TO DO: All records are to be transcribed in full; any pictures among them are to be skipped.

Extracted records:
──────────────────────────────

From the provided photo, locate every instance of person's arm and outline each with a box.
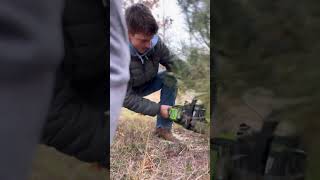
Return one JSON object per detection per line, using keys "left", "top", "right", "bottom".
{"left": 110, "top": 0, "right": 131, "bottom": 143}
{"left": 123, "top": 82, "right": 161, "bottom": 116}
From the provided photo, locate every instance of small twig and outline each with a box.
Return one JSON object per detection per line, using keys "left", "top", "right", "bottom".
{"left": 178, "top": 146, "right": 187, "bottom": 156}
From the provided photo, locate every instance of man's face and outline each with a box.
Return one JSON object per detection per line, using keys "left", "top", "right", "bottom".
{"left": 128, "top": 32, "right": 153, "bottom": 54}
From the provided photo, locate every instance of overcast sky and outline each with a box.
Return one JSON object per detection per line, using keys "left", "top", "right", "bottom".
{"left": 151, "top": 0, "right": 190, "bottom": 56}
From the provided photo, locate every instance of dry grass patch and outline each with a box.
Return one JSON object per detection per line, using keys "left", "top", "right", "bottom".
{"left": 111, "top": 109, "right": 209, "bottom": 180}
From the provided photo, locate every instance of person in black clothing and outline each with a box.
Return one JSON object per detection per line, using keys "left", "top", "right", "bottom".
{"left": 41, "top": 0, "right": 131, "bottom": 169}
{"left": 41, "top": 0, "right": 109, "bottom": 167}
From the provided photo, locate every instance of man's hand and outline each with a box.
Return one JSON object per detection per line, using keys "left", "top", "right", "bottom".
{"left": 160, "top": 105, "right": 171, "bottom": 119}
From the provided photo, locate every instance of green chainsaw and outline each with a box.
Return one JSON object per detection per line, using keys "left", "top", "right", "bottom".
{"left": 168, "top": 98, "right": 207, "bottom": 133}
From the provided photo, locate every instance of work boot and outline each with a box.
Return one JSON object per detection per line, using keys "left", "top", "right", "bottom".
{"left": 154, "top": 127, "right": 179, "bottom": 142}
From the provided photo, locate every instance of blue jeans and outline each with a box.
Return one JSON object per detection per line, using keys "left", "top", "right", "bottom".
{"left": 137, "top": 71, "right": 177, "bottom": 130}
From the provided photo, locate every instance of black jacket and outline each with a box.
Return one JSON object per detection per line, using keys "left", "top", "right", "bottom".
{"left": 41, "top": 0, "right": 108, "bottom": 167}
{"left": 123, "top": 37, "right": 178, "bottom": 116}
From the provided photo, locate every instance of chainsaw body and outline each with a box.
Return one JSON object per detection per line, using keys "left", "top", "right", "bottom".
{"left": 168, "top": 98, "right": 207, "bottom": 133}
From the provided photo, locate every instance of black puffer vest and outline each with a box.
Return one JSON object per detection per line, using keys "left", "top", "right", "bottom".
{"left": 129, "top": 36, "right": 171, "bottom": 88}
{"left": 41, "top": 0, "right": 108, "bottom": 167}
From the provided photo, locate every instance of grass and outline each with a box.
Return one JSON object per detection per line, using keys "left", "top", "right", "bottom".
{"left": 110, "top": 92, "right": 210, "bottom": 180}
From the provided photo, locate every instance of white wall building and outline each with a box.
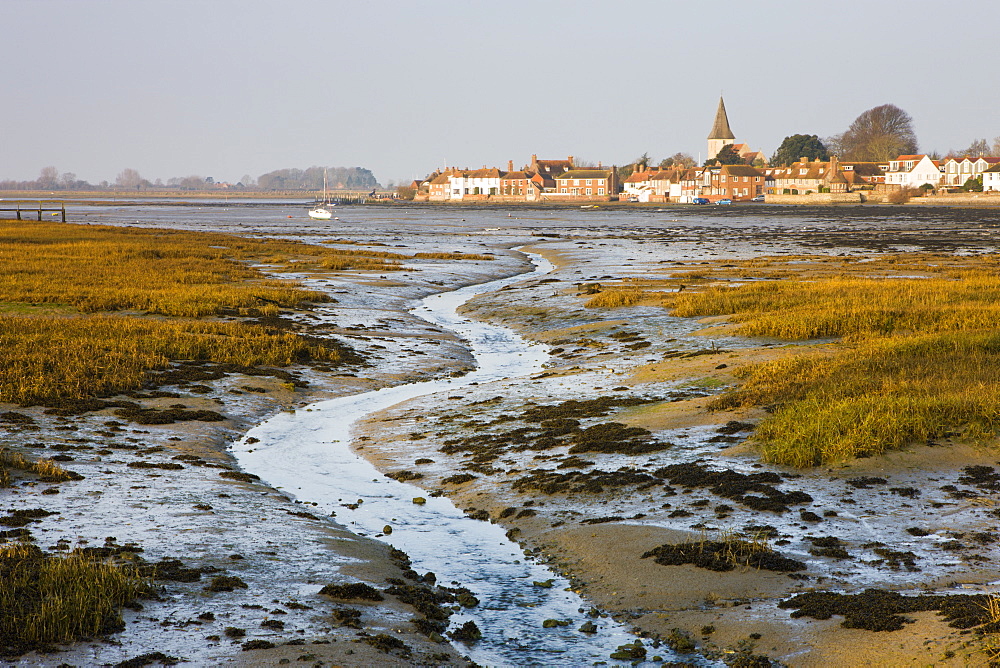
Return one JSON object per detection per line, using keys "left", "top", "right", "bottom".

──────────────────────────────

SOLUTION:
From the provided photo, locate every instance of person's arm and outline each with a box.
Return one JSON object per detection per line, using keys "left", "top", "right", "bottom".
{"left": 110, "top": 0, "right": 131, "bottom": 143}
{"left": 123, "top": 82, "right": 161, "bottom": 116}
From the provided photo, locate every instance of small twig and outline each with a box.
Return one JSON object per detection per line, using keys "left", "top", "right", "bottom".
{"left": 178, "top": 146, "right": 187, "bottom": 156}
From the provided photo, locate every instance of man's face and outline each with a box.
Return one JSON object per detection per line, using keys "left", "top", "right", "bottom".
{"left": 128, "top": 32, "right": 153, "bottom": 54}
From the provided photo, locate every instance of overcast sky and outline each with a box.
Return one JSON object per detection per line, using keys "left", "top", "right", "bottom".
{"left": 151, "top": 0, "right": 190, "bottom": 56}
From the provided photo, locate every instance of dry grass patch and outline each with a box.
Return one JSON object per detection per line, using keys "left", "top", "right", "bottom".
{"left": 111, "top": 109, "right": 209, "bottom": 180}
From the provided photo, locate every instance of person in black clothing and outline each with a box.
Return one JSON object per detection per line, using keys "left", "top", "right", "bottom".
{"left": 41, "top": 0, "right": 131, "bottom": 169}
{"left": 41, "top": 0, "right": 109, "bottom": 167}
From the provided photo, locate every instance of man's hand and outline each with a box.
Return one JSON object per detection per line, using keys "left", "top", "right", "bottom".
{"left": 160, "top": 105, "right": 171, "bottom": 119}
From the provided photo, locate every instance of green chainsaw and outline each with a box.
Return one JSON object per detection per line, using keys "left", "top", "right", "bottom".
{"left": 168, "top": 98, "right": 207, "bottom": 133}
From the provided photo, locate every instance of work boot and outline each with a box.
Return one JSON object per detection per line, using keys "left", "top", "right", "bottom".
{"left": 154, "top": 127, "right": 179, "bottom": 142}
From the provided photo, locate every instance of blue jeans and outline each with a box.
Return one JSON object per detection per line, using keys "left", "top", "right", "bottom".
{"left": 137, "top": 71, "right": 177, "bottom": 130}
From the provided photo, locate every instance of black jacket and outline each with a box.
Return one JSON object per detection per line, using keys "left", "top", "right", "bottom".
{"left": 41, "top": 0, "right": 108, "bottom": 167}
{"left": 123, "top": 37, "right": 178, "bottom": 116}
From the provided photo, locate every instance of chainsaw body and outline each with a box.
Return one JSON object per detection per line, using keys "left", "top", "right", "bottom".
{"left": 168, "top": 98, "right": 207, "bottom": 133}
From the provided photo, locate every instance of black puffer vest and outline each with a box.
Return one JSON object per detection per line, using keys "left", "top", "right", "bottom".
{"left": 129, "top": 36, "right": 171, "bottom": 88}
{"left": 41, "top": 0, "right": 108, "bottom": 167}
From the provided photo, locate every instance of grass and outline each with a box.
Return one JSON object per detection per line, using keys "left", "top", "right", "bottom".
{"left": 110, "top": 92, "right": 210, "bottom": 180}
From the provided photo, locate every instance of white wall building and outline each with a box.
Return one JSON object per detection per line, using keys "left", "top", "right", "bottom".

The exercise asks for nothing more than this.